Cannenburgh voert verweer. Cannenburgh concludeert tot niet-ontvankelijkheid van [eiser c.s.] , dan wel tot afwijzing van de vorderingen van [eiser c.s.] , met uitvoerbaar bij voorraad te verklaren veroordeling van [eiser c.s.] in de kosten van deze procedure.
3.3.
Op de stellingen van partijen wordt hierna, voor zover nodig, nader ingegaan.

4.De beoordeling

Vooraf
4.1.
[eiser c.s.] gaat in de dagvaarding uitgebreid in op de belangenvereniging van eigenaren van recreatiewoningen gelegen op Reewold, genaamd BV Reewold (hierna: de Belangenvereniging) en de stichting reserveringsfonds Reewold. [eiser c.s.] is geen lid (meer) van de Belangenvereniging. Deze zaak betreft een geschil tussen [eiser c.s.] en Cannenburgh. De verhouding tussen enerzijds [eiser c.s.] en de Belangenvereniging en Cannenburgh en de Belangenvereniging anderzijds is niet relevant bij de beoordeling van dit geschil. Het gaat in deze zaak immers over de tussen [eiser c.s.] en Cannenburgh bestaande rechtsverhouding en welke rechten en plichten daaruit over en weer voortvloeien.

════════════════════

## OPDRACHT 1
Noem de vereniging waarvan [eiser c.s.] volgens het fragment over de zaak tussen [eiser c.s.] en Cannenburgh geen lid (meer) is.
## OPDRACHT 2
Schrijf het fragment over de zaak tussen [eiser c.s.] en Cannenburgh verder na de laatste zin die er staat.
De items komen uit een andere bron.

════════════════════

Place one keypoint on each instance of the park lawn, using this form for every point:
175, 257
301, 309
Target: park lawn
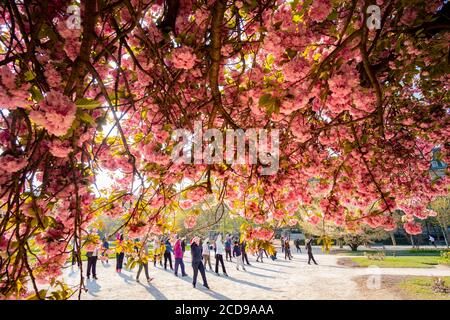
399, 262
422, 288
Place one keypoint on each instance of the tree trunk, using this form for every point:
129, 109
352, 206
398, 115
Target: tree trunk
444, 233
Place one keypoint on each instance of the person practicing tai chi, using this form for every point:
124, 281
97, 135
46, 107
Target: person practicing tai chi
168, 255
219, 255
143, 261
157, 252
206, 253
228, 248
432, 241
120, 255
178, 254
260, 254
309, 250
238, 254
197, 264
297, 245
287, 250
92, 256
244, 252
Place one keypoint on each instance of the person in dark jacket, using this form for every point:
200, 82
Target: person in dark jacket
287, 250
309, 250
238, 254
197, 264
297, 245
168, 255
119, 253
228, 248
105, 247
244, 252
92, 256
183, 245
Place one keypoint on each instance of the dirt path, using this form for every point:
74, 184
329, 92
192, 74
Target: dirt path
278, 279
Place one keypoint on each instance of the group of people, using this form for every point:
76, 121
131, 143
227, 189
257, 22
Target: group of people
201, 250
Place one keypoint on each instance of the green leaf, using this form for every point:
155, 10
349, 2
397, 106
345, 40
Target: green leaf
42, 294
85, 103
29, 75
36, 94
86, 117
265, 100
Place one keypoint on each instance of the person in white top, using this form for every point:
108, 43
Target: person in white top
206, 253
92, 256
219, 255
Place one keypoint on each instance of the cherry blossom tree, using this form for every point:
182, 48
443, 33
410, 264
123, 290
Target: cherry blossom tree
98, 91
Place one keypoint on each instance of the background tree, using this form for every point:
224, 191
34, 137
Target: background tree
359, 110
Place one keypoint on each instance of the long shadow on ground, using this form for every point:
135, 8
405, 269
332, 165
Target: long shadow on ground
210, 292
93, 287
154, 292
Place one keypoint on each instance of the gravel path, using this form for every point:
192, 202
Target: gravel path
278, 279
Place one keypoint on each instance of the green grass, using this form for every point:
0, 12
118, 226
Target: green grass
422, 288
399, 262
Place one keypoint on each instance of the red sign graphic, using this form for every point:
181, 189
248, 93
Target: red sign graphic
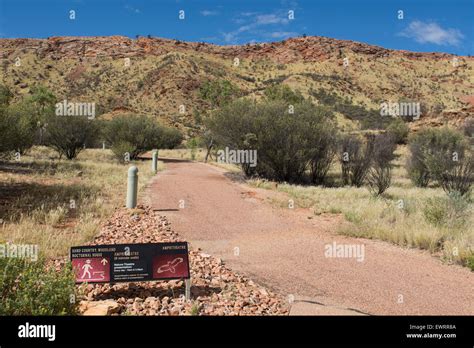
170, 266
94, 269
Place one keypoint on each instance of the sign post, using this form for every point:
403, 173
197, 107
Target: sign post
131, 263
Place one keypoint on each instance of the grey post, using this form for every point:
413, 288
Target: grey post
132, 187
154, 162
187, 291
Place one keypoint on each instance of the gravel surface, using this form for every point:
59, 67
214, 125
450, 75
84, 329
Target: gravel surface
216, 290
284, 249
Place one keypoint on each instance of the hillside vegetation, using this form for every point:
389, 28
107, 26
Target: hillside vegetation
163, 78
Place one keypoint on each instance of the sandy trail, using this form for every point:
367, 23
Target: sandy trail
284, 250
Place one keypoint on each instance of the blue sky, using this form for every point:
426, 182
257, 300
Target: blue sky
427, 25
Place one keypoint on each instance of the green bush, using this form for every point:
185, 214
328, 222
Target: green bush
438, 154
285, 142
137, 134
379, 176
399, 130
355, 159
452, 211
29, 288
432, 153
69, 134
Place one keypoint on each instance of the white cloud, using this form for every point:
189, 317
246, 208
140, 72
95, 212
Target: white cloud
206, 13
431, 32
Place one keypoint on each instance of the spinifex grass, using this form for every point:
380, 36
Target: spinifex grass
403, 216
58, 203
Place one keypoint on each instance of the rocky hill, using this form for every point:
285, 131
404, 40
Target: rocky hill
161, 77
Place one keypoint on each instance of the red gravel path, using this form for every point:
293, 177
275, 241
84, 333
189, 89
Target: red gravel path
284, 250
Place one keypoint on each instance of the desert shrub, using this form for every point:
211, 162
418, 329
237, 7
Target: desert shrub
138, 134
379, 176
192, 145
399, 130
452, 211
283, 93
29, 288
69, 134
284, 142
5, 95
322, 153
459, 177
355, 159
17, 127
368, 118
434, 152
468, 127
170, 138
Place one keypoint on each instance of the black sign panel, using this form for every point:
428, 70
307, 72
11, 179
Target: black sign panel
130, 262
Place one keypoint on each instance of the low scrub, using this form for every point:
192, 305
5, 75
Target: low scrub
441, 155
30, 288
134, 135
289, 138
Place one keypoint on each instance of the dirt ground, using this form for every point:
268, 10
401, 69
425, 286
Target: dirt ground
284, 249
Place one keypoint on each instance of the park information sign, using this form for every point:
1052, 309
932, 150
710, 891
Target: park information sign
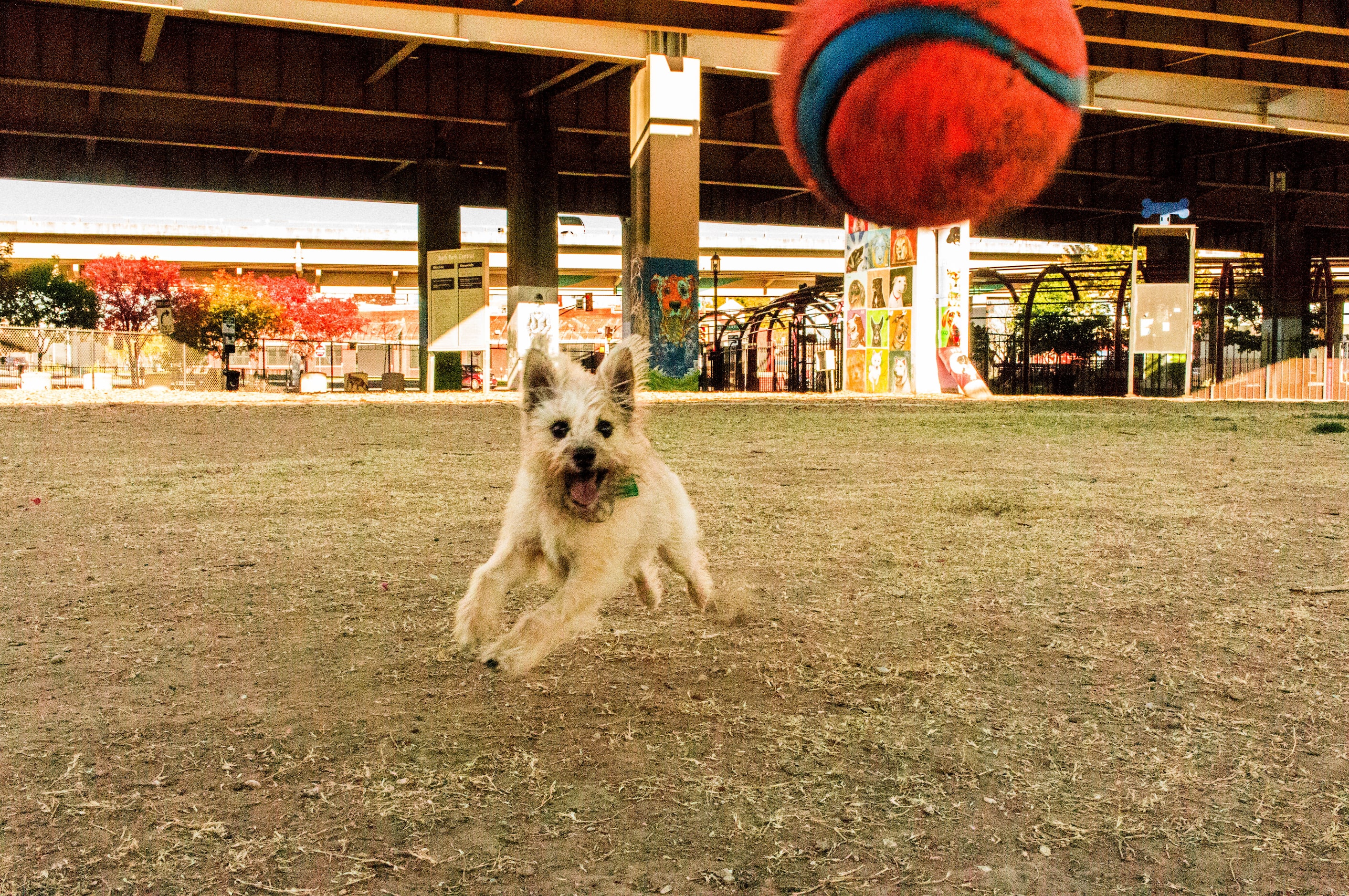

════════════════════

## EINDRESULTAAT 1
De Belangenvereniging, de belangenvereniging van eigenaren van recreatiewoningen op Reewold, genaamd BV Reewold.

## EINDRESULTAAT 2
Rechtsverhouding tussen partijen (vordering I)
4.2.
De door [eiser c.s.] gevorderde verklaring voor recht dat tussen hem en Cannenburgh een rechtsverhouding bestaat, zal worden afgewezen. Gesteld noch gebleken is immers welk belang [eiser c.s.] heeft bij deze verklaring voor recht, zeker nu Cannenburgh het bestaan van deze rechtsverhouding niet betwist. Zonder belang komt niemand een rechtsvordering toe (artikel 3:303 van het Burgerlijk Wetboek (BW)).
Watermeters en zuiveringslasten (vorderingen II en III)
4.3.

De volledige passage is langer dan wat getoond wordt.